Document passage
Mid-infrared and Raman

An infrared spectrum results from the absorbance of infrared radiation — usually in the range of 4,000 to 400 cm-1 (2,500 to 25,000 nanometers) — by a sample. This region of spectral absorbance corresponds to the energy necessary to excite bonds in most organic molecules and in some inorganic molecules. Since the absorbance frequency is impacted by the environment of the bond, and there are many bonds in an organic molecule, the collection of these absorbances provides a unique signature for a compound.


A Raman spectrum, although a different measurement technique, results from the same vibrational transitions as the infrared. So a Raman spectrum is also specific for the molecule of interest. The problem with Raman is that it is a very weak effect. To combat that, surface-enhanced Raman spectroscopy (SERS) is employed. Unfortunately as you change the measurement conditions, such as employing SERS rather than normal Raman, intensities of the Raman bands and sometimes their positions will change.

Analytical spectral regions and the physical processes responsible for absorption in that region.

Type Spectral Range  
UV/Vis 200 to 750 nm Absorptions are due to transitions of electrons
Near IR 750 to 2000 nm Absorptions are due to the absorptions from overtones and combinations of bands of fundamental vibrations mainly of atoms bonded to hydrogen such as -OH, -NH, CH
Mid IR 2 μm (2000 nm) to 25 μm
Also expressed as cm-1
4000 to 400 cm-1
Absorptions are due to fundamental vibration of atoms bonded to other atoms including CH, OH, CO, CN, etc.

How libraries are developed

In 1905, William W. Coblentz compiled the first information on structure/spectral correlations in many classes of compounds.1 This compilation — and the recognition of chemists that there was a correlation between spectrum and structure—began the science of infrared spectroscopy.


Following the work of Coblentz, scientists recognized that infrared light can be used as an identification method. With that recognition, scientists began to generate collections of spectra of known materials for qualitative analysis. These spectra, whether infrared or Raman, show sharp absorbances indicative of chemical functionality. The shape and position can also indicate the environment surrounding that functionality. Taking into account all the factors that impact a peak position and intensity, a skilled person can interpret the spectrum to deduce the structure.

Directions
Answer these questions using the passage on mid-infrared and Raman spectroscopy.
1. In what wavenumber range does an infrared spectrum usually fall?
2. What technique is used to counter the weak Raman effect?
3. In what year did William W. Coblentz compile the first information on structure/spectral correlations?

Provided data
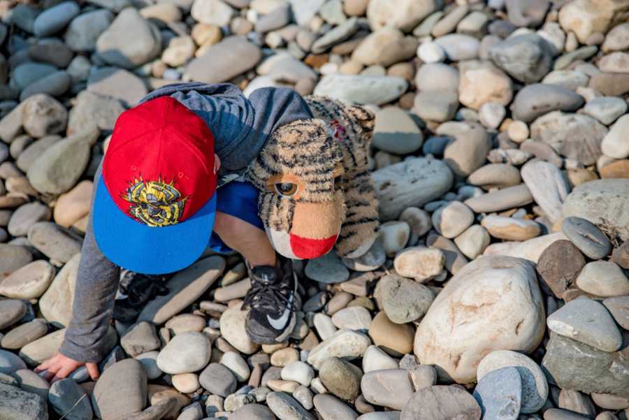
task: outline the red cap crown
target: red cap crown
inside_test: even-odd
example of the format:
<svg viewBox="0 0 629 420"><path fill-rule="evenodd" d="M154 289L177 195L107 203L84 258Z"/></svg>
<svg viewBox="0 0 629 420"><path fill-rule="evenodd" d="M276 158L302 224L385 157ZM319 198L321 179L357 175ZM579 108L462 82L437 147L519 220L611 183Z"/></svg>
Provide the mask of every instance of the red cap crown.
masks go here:
<svg viewBox="0 0 629 420"><path fill-rule="evenodd" d="M191 217L216 190L214 136L171 96L118 117L103 163L103 181L118 208L150 226Z"/></svg>

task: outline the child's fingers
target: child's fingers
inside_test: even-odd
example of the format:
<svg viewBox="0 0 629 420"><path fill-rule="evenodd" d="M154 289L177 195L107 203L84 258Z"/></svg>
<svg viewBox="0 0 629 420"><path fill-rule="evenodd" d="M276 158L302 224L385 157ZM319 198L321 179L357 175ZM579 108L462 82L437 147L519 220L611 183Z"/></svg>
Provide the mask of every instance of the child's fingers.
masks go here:
<svg viewBox="0 0 629 420"><path fill-rule="evenodd" d="M99 372L99 367L96 363L86 363L85 367L87 368L87 372L92 379L96 380L101 376Z"/></svg>

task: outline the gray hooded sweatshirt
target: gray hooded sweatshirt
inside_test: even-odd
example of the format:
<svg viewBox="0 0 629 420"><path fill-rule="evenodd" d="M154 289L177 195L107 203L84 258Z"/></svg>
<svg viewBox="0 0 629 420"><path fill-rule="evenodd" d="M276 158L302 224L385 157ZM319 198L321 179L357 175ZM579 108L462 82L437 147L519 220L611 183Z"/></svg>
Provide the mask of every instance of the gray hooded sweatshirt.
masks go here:
<svg viewBox="0 0 629 420"><path fill-rule="evenodd" d="M159 89L140 103L170 96L203 119L221 159L219 186L238 178L279 126L312 117L303 99L288 88L266 87L249 99L227 83L179 83ZM100 169L94 178L96 184ZM72 319L59 351L81 362L100 361L110 349L104 342L111 321L120 268L109 261L94 238L90 217L75 290Z"/></svg>

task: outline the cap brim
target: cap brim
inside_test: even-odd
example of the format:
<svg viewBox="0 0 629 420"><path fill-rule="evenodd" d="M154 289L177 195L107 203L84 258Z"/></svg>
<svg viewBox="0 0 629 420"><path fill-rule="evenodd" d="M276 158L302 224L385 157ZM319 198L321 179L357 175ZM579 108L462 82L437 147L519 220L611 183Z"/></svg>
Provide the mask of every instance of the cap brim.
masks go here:
<svg viewBox="0 0 629 420"><path fill-rule="evenodd" d="M94 238L108 259L137 273L165 274L191 265L208 247L216 212L216 193L184 222L150 227L118 208L101 177L92 211Z"/></svg>

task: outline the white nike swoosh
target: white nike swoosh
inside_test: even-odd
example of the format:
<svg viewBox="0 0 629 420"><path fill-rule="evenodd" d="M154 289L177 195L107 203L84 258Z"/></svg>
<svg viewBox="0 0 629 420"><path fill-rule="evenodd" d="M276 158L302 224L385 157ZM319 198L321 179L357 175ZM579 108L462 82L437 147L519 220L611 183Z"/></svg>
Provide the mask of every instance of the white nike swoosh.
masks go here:
<svg viewBox="0 0 629 420"><path fill-rule="evenodd" d="M268 320L268 323L276 330L281 330L286 326L286 324L288 322L289 316L291 314L290 306L293 303L293 298L294 297L295 294L294 293L291 295L291 298L289 299L289 307L287 307L284 310L284 313L282 314L281 317L280 317L277 319L274 319L268 315L266 316L266 319L267 320Z"/></svg>

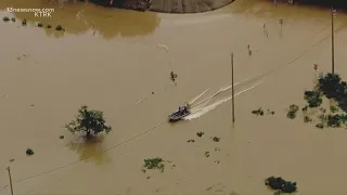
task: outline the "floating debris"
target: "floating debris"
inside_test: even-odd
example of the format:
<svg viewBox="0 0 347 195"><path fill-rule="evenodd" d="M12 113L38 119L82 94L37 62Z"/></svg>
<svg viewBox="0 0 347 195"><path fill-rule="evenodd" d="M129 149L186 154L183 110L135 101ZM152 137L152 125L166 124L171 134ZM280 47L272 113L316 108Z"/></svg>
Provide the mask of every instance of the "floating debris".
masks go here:
<svg viewBox="0 0 347 195"><path fill-rule="evenodd" d="M319 129L323 129L324 125L323 123L317 123L316 127L319 128Z"/></svg>
<svg viewBox="0 0 347 195"><path fill-rule="evenodd" d="M219 141L220 141L220 138L214 136L214 138L213 138L213 141L214 141L214 142L219 142Z"/></svg>
<svg viewBox="0 0 347 195"><path fill-rule="evenodd" d="M28 155L28 156L34 155L34 151L33 151L31 148L27 148L25 153L26 153L26 155Z"/></svg>
<svg viewBox="0 0 347 195"><path fill-rule="evenodd" d="M304 122L311 122L311 121L312 121L312 119L310 117L308 117L308 116L304 117Z"/></svg>
<svg viewBox="0 0 347 195"><path fill-rule="evenodd" d="M290 112L286 114L287 118L294 119L296 117L297 110L299 109L298 105L292 104L290 106Z"/></svg>
<svg viewBox="0 0 347 195"><path fill-rule="evenodd" d="M219 147L215 147L215 151L218 152L218 151L220 151L220 148Z"/></svg>
<svg viewBox="0 0 347 195"><path fill-rule="evenodd" d="M274 110L268 109L268 115L274 115Z"/></svg>
<svg viewBox="0 0 347 195"><path fill-rule="evenodd" d="M172 82L176 81L177 77L178 77L177 74L175 74L174 72L170 73L170 78L171 78Z"/></svg>
<svg viewBox="0 0 347 195"><path fill-rule="evenodd" d="M252 110L252 114L257 115L257 116L262 116L264 115L264 110L260 107L259 109Z"/></svg>
<svg viewBox="0 0 347 195"><path fill-rule="evenodd" d="M336 106L330 106L330 112L337 113L339 109Z"/></svg>
<svg viewBox="0 0 347 195"><path fill-rule="evenodd" d="M322 93L319 91L305 91L304 99L307 101L309 107L319 107L323 102Z"/></svg>
<svg viewBox="0 0 347 195"><path fill-rule="evenodd" d="M4 17L2 17L2 21L3 21L3 22L9 22L9 21L10 21L10 17L4 16Z"/></svg>
<svg viewBox="0 0 347 195"><path fill-rule="evenodd" d="M202 138L204 134L205 134L204 132L197 132L197 133L196 133L196 135L197 135L198 138Z"/></svg>
<svg viewBox="0 0 347 195"><path fill-rule="evenodd" d="M208 151L205 152L205 156L206 156L207 158L209 157L209 152L208 152Z"/></svg>
<svg viewBox="0 0 347 195"><path fill-rule="evenodd" d="M275 194L294 193L297 191L296 182L288 182L282 178L270 177L265 182L271 190L277 191Z"/></svg>
<svg viewBox="0 0 347 195"><path fill-rule="evenodd" d="M24 20L22 21L22 25L23 25L23 26L26 26L26 25L27 25L26 18L24 18Z"/></svg>
<svg viewBox="0 0 347 195"><path fill-rule="evenodd" d="M147 158L144 159L144 168L146 169L159 169L162 172L164 172L164 160L163 158Z"/></svg>
<svg viewBox="0 0 347 195"><path fill-rule="evenodd" d="M57 25L57 26L55 27L55 30L61 31L61 30L64 30L64 28L63 28L61 25Z"/></svg>

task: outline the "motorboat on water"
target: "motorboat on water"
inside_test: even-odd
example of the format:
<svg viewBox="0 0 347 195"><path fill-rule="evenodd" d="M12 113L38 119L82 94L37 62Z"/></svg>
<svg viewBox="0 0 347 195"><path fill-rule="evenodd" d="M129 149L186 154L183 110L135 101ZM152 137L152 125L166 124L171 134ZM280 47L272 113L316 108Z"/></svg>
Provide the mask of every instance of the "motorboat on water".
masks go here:
<svg viewBox="0 0 347 195"><path fill-rule="evenodd" d="M170 122L179 121L179 120L181 120L182 118L187 117L190 114L191 114L191 112L189 110L189 106L188 105L180 106L178 108L178 110L176 110L175 113L169 115L169 121Z"/></svg>

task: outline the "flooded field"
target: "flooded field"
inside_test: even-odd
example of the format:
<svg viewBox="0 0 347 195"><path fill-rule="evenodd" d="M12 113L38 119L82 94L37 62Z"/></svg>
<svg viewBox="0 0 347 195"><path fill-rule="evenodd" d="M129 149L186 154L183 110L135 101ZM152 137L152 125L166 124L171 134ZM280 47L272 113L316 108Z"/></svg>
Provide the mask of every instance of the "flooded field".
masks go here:
<svg viewBox="0 0 347 195"><path fill-rule="evenodd" d="M313 64L331 69L327 10L237 0L175 15L0 1L0 9L11 6L55 12L50 18L0 12L16 18L0 22L0 195L10 194L8 166L16 195L270 195L264 184L270 176L296 181L298 195L347 191L346 129L286 118L287 107L304 103L303 91L312 88ZM346 25L346 15L337 14L335 72L345 79ZM168 123L184 102L193 115ZM93 144L64 128L82 104L103 110L113 127ZM275 115L252 115L259 107ZM35 155L26 156L28 147ZM143 173L143 159L152 157L171 162L164 172Z"/></svg>

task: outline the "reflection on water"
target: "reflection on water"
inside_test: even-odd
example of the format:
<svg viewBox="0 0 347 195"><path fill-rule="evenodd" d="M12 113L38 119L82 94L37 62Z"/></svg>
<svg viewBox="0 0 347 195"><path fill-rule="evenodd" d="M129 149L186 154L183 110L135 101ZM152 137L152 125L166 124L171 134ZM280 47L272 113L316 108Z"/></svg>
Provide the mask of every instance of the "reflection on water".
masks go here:
<svg viewBox="0 0 347 195"><path fill-rule="evenodd" d="M107 153L103 153L104 148L102 142L104 136L99 135L92 138L92 140L86 141L85 138L77 138L69 142L67 147L75 151L79 155L79 160L94 161L97 165L111 161L111 157Z"/></svg>
<svg viewBox="0 0 347 195"><path fill-rule="evenodd" d="M52 17L35 17L34 13L14 13L20 18L42 23L44 26L52 25L52 29L44 28L49 36L61 37L62 31L55 31L56 25L62 25L66 32L85 34L90 31L110 39L116 36L133 37L149 35L159 25L160 18L156 13L133 12L118 9L107 9L91 3L68 3L64 6L57 3L49 3L49 0L3 0L0 1L0 9L5 8L52 8L55 9Z"/></svg>

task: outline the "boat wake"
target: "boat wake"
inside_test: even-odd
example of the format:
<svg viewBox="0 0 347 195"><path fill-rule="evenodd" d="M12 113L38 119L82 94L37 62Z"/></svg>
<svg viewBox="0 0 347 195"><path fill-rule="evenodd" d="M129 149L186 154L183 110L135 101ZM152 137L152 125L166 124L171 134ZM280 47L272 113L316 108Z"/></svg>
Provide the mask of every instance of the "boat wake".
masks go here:
<svg viewBox="0 0 347 195"><path fill-rule="evenodd" d="M235 94L234 96L239 96L249 90L253 90L254 88L256 88L257 86L259 86L262 81L258 81L256 83L254 83L253 86L246 88L246 89L243 89L243 90L240 90L239 89L239 92L236 92L237 90L235 89L237 86L245 86L245 83L248 83L250 80L249 79L245 79L244 81L242 82L239 82L239 83L235 83L234 84L234 90L235 90ZM219 98L220 95L222 95L223 92L230 90L232 88L232 84L230 86L226 86L221 89L219 89L215 94L210 95L209 98L205 99L205 100L202 100L200 102L196 102L198 101L209 89L205 90L204 92L202 92L201 94L198 94L196 98L194 98L193 100L191 100L189 102L189 105L191 107L191 115L184 117L183 119L184 120L192 120L192 119L195 119L195 118L198 118L203 115L205 115L206 113L213 110L214 108L216 108L217 106L230 101L232 99L232 95L229 95L229 96L224 96L224 98ZM219 99L218 99L219 98ZM195 103L196 102L196 103Z"/></svg>

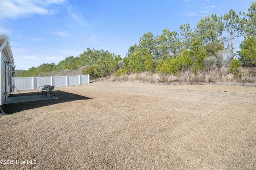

Expected answer
1. 4,000 to 400 cm-1
2. Surface-enhanced Raman spectroscopy (SERS)
3. 1905